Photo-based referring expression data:
•••••

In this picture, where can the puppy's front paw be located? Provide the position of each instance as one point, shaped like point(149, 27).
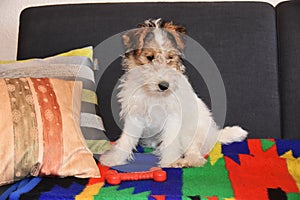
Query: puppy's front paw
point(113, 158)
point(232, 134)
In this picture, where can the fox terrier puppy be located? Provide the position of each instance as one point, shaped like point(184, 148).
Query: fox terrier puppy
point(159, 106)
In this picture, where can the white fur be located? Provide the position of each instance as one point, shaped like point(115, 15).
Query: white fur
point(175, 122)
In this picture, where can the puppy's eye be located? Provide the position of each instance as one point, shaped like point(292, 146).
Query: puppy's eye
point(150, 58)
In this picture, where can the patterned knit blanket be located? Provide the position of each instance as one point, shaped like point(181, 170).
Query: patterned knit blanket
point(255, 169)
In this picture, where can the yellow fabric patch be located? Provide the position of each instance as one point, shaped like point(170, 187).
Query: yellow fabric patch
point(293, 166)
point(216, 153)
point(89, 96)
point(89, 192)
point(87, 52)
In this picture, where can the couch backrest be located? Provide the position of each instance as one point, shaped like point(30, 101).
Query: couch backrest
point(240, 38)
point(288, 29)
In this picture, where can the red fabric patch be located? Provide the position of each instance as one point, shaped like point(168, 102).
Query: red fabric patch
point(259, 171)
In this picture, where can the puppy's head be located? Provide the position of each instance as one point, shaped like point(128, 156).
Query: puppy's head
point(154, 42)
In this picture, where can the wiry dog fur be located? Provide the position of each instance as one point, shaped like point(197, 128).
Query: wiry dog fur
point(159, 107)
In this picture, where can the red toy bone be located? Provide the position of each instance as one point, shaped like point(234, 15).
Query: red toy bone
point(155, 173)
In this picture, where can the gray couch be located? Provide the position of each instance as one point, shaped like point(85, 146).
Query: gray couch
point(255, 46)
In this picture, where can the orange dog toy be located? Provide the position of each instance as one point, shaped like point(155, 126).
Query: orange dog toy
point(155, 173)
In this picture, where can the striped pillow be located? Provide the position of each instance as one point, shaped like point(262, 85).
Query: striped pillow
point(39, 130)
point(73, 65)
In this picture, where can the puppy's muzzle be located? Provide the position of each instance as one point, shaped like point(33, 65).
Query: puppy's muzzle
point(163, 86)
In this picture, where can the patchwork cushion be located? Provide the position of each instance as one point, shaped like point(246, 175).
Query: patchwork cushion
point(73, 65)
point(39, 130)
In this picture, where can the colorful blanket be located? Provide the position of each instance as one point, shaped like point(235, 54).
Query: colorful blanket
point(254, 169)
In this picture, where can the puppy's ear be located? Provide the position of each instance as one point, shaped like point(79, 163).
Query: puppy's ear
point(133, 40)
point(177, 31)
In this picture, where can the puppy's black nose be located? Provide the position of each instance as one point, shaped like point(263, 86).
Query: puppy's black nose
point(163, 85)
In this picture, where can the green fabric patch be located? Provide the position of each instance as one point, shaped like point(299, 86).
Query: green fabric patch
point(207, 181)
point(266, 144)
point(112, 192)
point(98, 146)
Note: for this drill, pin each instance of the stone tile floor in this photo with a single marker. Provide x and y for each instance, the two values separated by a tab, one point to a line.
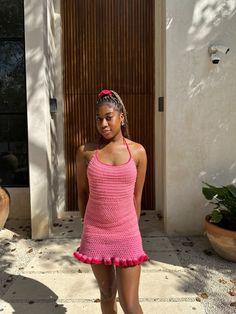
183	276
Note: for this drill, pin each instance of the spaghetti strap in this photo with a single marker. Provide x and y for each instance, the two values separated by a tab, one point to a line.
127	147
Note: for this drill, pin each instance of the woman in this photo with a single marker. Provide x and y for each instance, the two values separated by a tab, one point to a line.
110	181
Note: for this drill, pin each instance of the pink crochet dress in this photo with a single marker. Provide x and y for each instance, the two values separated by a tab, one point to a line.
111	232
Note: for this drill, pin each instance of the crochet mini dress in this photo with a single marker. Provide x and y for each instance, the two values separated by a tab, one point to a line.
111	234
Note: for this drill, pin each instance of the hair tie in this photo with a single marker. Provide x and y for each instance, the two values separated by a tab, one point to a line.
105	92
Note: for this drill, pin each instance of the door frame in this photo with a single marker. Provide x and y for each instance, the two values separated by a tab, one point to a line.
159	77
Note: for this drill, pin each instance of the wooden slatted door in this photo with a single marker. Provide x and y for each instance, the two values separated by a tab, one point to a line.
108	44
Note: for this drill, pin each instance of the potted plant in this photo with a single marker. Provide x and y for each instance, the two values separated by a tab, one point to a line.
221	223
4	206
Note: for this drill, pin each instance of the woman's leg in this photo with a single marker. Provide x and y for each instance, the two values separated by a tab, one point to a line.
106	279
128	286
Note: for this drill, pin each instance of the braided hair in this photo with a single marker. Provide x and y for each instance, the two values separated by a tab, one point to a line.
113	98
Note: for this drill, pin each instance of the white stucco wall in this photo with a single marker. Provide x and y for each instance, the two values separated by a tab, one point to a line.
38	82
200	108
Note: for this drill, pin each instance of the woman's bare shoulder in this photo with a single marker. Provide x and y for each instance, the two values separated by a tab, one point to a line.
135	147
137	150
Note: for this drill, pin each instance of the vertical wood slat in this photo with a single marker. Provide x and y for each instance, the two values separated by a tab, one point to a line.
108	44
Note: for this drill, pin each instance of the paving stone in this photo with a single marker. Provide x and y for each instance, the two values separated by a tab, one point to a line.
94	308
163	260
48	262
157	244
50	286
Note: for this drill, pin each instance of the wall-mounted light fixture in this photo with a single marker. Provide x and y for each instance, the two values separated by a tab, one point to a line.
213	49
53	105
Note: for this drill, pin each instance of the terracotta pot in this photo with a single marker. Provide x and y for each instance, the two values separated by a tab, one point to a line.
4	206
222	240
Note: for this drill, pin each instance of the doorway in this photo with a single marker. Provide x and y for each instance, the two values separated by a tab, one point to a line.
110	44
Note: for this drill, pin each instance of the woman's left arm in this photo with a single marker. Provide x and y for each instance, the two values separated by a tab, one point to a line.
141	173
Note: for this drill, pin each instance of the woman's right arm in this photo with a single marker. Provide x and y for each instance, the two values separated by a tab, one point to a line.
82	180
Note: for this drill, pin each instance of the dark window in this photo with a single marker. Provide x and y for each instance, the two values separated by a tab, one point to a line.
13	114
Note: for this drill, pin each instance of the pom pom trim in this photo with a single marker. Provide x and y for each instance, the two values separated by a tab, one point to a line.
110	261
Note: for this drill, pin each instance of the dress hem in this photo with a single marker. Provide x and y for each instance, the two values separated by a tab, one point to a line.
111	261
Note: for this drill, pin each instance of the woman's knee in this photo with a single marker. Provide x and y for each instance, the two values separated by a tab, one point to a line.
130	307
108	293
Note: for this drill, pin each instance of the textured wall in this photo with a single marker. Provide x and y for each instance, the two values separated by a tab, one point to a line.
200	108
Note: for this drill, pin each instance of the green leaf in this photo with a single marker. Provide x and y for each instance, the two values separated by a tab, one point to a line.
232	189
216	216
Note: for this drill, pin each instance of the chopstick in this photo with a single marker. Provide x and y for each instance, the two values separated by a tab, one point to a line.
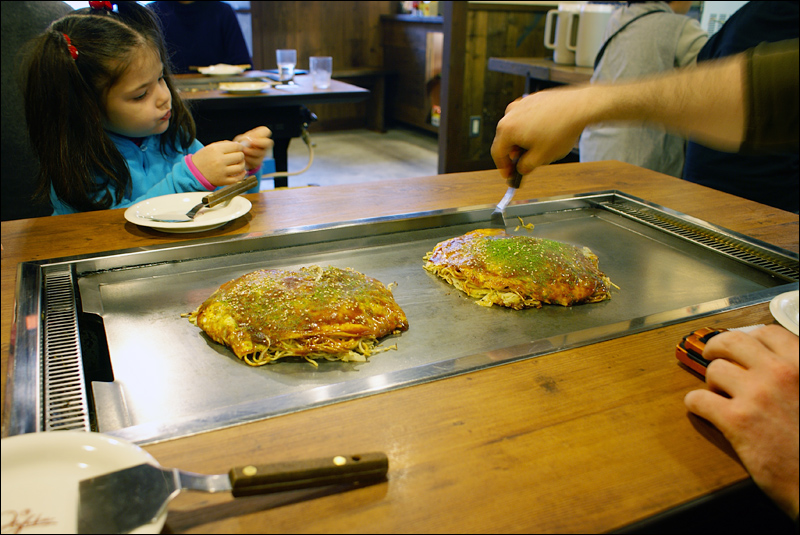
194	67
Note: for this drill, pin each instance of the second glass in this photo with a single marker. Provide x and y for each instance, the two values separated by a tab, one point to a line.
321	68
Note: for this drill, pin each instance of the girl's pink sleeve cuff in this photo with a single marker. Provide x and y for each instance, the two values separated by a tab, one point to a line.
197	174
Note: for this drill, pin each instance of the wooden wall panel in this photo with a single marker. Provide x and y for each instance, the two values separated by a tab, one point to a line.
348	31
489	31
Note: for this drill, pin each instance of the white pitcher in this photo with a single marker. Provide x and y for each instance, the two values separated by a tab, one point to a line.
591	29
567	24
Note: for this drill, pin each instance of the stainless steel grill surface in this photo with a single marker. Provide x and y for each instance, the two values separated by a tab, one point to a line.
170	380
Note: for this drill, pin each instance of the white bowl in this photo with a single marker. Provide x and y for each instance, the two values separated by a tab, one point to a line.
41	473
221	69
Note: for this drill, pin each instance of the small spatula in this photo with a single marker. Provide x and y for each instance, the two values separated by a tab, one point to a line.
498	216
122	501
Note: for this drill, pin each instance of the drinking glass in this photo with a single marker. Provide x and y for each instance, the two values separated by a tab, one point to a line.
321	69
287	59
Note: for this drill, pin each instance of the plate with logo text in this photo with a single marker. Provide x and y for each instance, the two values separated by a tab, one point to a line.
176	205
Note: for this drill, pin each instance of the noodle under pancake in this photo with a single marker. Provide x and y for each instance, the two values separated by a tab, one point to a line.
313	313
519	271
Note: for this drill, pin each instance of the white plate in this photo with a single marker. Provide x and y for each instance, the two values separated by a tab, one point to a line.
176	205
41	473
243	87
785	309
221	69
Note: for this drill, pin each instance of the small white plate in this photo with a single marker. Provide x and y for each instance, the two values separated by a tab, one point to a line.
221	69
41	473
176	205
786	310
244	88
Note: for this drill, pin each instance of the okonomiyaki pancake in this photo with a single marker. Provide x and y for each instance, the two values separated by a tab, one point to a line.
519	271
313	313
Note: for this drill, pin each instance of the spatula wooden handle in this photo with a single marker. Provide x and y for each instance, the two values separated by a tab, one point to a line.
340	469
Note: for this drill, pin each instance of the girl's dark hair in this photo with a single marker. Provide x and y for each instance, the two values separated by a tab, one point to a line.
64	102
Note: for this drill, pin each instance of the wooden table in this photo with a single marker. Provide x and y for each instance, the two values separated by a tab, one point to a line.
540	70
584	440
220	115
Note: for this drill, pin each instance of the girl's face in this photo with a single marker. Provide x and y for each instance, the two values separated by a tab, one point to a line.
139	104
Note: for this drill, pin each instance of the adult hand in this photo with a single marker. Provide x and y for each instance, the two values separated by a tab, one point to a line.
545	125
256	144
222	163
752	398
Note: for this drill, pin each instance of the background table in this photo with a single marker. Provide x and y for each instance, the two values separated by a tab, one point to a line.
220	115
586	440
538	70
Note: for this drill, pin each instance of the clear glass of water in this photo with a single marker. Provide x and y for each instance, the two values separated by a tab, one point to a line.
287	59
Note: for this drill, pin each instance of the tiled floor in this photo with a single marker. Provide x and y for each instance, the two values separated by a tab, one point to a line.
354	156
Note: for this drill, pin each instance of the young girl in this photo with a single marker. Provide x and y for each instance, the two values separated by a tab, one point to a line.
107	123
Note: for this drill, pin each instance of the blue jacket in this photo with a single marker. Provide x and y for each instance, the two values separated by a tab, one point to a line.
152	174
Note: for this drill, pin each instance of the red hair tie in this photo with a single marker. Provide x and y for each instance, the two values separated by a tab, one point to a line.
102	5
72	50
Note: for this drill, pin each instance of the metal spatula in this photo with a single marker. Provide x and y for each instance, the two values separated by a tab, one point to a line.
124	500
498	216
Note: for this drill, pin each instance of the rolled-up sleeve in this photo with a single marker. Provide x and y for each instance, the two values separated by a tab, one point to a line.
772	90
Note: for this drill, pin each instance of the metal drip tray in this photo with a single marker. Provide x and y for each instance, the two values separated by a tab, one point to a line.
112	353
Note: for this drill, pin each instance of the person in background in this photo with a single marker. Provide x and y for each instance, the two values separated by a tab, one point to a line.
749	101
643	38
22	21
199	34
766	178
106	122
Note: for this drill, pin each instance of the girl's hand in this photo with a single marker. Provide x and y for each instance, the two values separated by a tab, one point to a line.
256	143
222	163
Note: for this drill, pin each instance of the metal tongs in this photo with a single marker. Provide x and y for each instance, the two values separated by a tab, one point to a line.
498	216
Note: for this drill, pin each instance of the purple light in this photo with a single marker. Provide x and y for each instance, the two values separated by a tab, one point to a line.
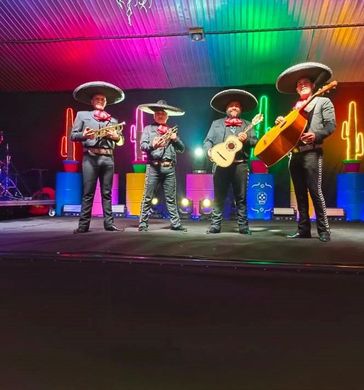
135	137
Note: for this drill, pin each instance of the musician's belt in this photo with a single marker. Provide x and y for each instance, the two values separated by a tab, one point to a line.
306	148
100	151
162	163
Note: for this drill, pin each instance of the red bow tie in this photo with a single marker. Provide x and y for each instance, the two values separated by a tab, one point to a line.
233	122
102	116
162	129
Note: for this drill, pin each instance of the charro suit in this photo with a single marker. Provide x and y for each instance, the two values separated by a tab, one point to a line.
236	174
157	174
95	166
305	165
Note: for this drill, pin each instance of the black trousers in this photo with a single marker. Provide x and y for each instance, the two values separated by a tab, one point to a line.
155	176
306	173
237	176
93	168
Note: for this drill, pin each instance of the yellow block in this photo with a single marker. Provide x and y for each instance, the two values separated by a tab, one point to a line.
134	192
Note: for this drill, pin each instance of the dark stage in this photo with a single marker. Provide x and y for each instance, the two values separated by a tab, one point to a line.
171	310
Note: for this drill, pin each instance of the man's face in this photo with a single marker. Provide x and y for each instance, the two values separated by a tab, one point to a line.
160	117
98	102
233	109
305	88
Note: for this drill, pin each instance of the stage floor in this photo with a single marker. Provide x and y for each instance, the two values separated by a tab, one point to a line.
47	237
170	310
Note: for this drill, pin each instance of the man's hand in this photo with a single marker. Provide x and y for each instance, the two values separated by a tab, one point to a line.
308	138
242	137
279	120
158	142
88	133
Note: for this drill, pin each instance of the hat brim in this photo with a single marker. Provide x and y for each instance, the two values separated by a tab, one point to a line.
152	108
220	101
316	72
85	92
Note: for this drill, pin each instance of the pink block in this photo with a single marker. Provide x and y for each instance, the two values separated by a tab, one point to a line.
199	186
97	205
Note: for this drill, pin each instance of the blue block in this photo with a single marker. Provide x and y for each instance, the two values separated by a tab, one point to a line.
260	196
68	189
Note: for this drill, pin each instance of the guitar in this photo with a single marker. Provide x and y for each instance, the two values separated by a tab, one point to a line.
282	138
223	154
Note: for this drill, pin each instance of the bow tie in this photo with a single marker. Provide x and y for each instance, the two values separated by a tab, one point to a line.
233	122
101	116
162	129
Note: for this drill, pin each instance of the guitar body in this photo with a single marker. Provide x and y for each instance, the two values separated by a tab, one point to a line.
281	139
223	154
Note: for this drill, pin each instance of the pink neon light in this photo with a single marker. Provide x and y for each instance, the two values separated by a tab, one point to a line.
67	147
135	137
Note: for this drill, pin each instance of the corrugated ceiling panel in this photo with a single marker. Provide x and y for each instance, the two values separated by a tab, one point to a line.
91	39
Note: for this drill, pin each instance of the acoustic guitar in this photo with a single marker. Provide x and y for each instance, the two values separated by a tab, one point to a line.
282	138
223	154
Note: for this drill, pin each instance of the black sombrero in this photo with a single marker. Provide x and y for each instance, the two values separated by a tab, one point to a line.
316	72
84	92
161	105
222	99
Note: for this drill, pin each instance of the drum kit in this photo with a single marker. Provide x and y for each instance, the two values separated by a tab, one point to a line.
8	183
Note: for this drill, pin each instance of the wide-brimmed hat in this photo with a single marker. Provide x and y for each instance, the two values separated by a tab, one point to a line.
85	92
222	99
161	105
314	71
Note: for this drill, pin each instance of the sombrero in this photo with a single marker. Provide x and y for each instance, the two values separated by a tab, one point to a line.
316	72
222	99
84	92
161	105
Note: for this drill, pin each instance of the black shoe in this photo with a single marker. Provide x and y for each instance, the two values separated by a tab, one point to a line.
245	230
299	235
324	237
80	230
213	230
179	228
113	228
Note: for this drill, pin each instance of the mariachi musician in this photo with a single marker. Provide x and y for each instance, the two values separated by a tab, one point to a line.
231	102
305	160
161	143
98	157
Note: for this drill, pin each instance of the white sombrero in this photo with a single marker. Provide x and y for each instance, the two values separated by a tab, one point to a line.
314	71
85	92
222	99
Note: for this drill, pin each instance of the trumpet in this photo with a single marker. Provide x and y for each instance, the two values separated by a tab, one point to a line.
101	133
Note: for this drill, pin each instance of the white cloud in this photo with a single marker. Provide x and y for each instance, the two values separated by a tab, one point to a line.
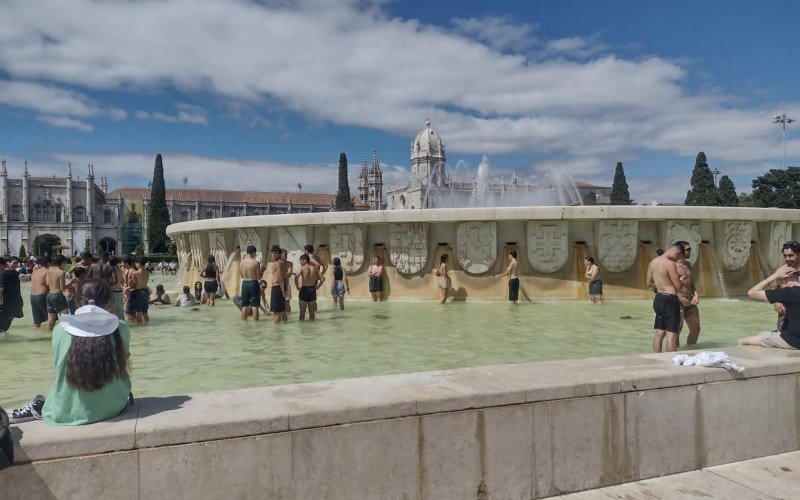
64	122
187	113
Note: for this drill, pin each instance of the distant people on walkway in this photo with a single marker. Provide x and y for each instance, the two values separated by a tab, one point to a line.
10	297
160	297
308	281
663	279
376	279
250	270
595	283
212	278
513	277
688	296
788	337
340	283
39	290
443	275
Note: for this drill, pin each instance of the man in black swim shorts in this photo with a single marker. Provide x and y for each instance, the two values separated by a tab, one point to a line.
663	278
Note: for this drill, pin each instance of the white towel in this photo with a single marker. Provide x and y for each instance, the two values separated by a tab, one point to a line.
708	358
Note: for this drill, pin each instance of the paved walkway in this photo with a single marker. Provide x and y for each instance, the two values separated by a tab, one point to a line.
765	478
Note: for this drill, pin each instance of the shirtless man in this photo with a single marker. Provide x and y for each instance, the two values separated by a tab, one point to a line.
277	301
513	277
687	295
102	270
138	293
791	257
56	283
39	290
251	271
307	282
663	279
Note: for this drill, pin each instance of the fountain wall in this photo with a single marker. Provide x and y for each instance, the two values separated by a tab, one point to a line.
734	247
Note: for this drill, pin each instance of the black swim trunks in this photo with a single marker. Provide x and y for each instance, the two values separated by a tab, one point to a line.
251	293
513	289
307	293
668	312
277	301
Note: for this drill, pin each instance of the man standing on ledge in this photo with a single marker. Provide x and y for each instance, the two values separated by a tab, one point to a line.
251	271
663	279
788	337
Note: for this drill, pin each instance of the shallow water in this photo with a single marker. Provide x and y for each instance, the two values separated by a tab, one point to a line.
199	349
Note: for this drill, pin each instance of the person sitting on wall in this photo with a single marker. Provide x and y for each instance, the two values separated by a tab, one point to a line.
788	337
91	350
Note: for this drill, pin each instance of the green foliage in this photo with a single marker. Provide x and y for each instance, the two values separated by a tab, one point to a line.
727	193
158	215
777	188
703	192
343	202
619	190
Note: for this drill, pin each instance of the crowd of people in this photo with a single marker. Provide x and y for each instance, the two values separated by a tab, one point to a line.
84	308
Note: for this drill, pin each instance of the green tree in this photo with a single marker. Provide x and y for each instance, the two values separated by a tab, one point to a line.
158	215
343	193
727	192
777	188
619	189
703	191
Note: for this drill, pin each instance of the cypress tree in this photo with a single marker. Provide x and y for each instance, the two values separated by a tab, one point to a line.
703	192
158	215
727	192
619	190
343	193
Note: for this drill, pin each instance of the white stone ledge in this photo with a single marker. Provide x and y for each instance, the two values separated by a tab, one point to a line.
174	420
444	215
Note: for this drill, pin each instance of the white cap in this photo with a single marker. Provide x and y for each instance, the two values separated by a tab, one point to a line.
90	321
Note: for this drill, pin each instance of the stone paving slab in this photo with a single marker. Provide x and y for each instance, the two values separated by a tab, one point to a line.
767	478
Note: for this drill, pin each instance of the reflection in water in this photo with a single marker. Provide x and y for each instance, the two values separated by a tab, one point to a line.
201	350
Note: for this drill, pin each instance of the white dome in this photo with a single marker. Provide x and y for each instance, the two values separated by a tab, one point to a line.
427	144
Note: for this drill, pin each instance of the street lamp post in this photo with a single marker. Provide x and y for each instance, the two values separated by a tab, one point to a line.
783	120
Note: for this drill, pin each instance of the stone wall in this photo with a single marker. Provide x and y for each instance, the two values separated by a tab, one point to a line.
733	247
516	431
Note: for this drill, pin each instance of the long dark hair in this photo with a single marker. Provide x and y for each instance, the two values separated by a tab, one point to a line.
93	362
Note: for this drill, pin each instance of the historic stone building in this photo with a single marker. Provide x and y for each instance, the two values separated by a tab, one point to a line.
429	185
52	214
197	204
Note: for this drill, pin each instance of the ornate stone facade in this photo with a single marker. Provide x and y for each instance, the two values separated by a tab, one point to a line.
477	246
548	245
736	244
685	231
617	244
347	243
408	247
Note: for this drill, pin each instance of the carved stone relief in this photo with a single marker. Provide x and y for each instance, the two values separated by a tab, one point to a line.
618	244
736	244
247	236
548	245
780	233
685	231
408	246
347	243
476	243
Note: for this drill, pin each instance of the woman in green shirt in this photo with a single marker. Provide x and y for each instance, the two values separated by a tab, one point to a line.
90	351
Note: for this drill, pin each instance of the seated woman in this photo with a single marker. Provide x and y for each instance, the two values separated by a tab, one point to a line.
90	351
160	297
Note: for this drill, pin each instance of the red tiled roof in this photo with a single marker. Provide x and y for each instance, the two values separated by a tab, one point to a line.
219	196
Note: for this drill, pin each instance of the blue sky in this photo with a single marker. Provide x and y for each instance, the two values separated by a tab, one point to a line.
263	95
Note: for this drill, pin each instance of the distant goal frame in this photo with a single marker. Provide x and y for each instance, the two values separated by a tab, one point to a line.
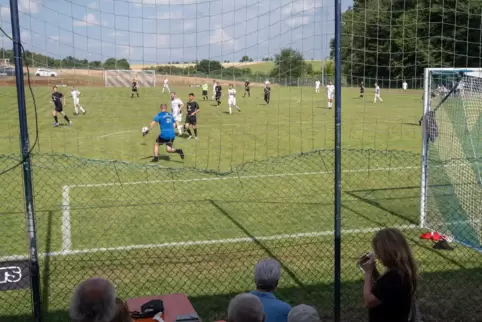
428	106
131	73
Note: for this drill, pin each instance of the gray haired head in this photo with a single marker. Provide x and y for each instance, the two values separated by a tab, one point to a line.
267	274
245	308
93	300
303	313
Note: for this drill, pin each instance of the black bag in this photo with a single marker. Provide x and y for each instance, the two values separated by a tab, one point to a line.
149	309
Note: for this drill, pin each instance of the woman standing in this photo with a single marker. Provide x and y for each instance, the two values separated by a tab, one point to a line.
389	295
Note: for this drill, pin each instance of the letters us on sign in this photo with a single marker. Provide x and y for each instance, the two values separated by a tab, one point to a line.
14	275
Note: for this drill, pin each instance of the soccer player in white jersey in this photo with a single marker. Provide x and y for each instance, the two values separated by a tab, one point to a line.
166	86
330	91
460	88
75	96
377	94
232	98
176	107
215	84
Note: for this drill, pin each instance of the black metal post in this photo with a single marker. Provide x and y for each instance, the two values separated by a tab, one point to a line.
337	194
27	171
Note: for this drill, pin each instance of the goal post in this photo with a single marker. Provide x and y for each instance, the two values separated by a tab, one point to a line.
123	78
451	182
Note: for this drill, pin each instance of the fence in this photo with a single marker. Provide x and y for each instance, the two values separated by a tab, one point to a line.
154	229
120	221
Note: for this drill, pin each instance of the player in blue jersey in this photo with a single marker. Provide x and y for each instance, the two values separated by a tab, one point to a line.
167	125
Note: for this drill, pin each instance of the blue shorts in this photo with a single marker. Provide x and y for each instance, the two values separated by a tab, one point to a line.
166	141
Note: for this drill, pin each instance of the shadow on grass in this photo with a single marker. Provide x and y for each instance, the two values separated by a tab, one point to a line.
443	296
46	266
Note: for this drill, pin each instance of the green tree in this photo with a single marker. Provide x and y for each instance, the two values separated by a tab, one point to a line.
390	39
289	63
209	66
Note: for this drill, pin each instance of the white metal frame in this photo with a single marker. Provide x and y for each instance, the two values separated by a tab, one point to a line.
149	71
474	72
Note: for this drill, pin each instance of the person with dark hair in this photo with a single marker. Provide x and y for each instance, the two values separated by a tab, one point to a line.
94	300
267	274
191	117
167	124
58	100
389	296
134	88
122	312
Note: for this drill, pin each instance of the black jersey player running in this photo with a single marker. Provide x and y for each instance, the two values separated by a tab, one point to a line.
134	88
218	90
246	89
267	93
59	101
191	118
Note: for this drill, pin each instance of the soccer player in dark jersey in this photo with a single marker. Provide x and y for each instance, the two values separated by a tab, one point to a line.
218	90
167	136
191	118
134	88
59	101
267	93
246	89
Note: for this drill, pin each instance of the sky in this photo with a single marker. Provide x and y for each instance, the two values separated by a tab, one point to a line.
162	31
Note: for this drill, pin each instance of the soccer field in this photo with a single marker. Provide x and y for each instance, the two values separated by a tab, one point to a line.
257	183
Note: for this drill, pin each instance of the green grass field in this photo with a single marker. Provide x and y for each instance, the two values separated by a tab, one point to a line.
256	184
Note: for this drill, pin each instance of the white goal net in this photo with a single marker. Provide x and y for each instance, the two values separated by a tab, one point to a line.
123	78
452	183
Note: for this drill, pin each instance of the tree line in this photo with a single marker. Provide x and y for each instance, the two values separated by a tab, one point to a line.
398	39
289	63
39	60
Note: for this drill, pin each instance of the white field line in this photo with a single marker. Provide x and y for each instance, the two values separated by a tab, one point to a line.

•••••

WORK TO BE COMPLETED: Copy out the lines beginning at the one that contains "Note: for this drill, pin each instance of the green grass". Stop at the final line of the data, and include it.

COMPLETED TASK:
Note: for this drill, pin each instance of the green grass field in this photo with a single marker. Provide x and y for each instance, the two values separated by a tab, one point to a line.
256	184
Note: for this drill, pin each instance of the white goal net in this photo with a single marker. Provide x and y for each instance, the two values separated by a tab, one point to a line.
123	78
452	183
Note: for this drill, pin each instance of the tree line in this photo with a single marker. Provide x and y for each instance, the two values separated by a tab, one point to a line.
398	39
289	63
39	60
Note: for this drill, pin each instance of the white field line in this photo with a single marker. Provide x and y for each instance, the two values separated by a tab, one point to a line.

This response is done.